▶ **Problem description**
If an entry contains a picture, omit that picture and transcribe everything else exactly.

▶ **Supplied records**

┌──

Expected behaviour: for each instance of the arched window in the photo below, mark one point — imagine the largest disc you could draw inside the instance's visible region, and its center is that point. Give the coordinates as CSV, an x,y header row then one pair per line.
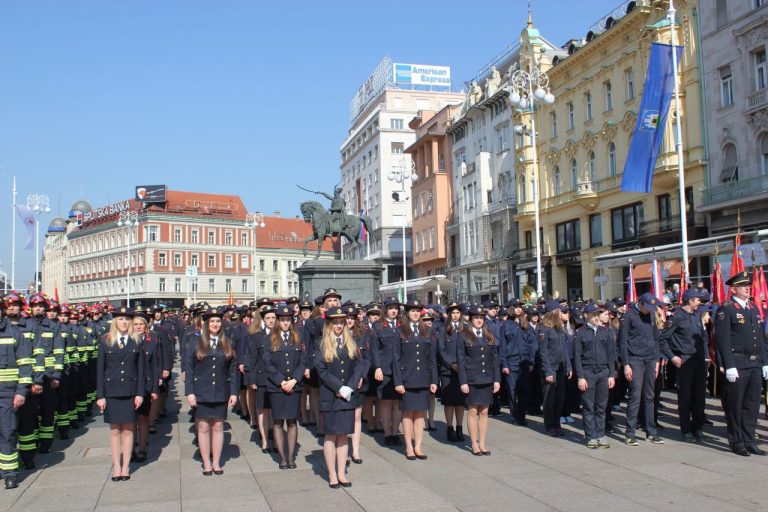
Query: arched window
x,y
730,169
611,159
574,174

└──

▶ **Result of this exercise**
Expected behaviour: for each instance of the arched window in the photo below, mark one point — imagine the largest disc you could draw inside the instance's visible region, and its center is that point. Give the coordinates as CSV, an x,y header row then one pair per line.
Query: arched window
x,y
730,169
611,159
574,174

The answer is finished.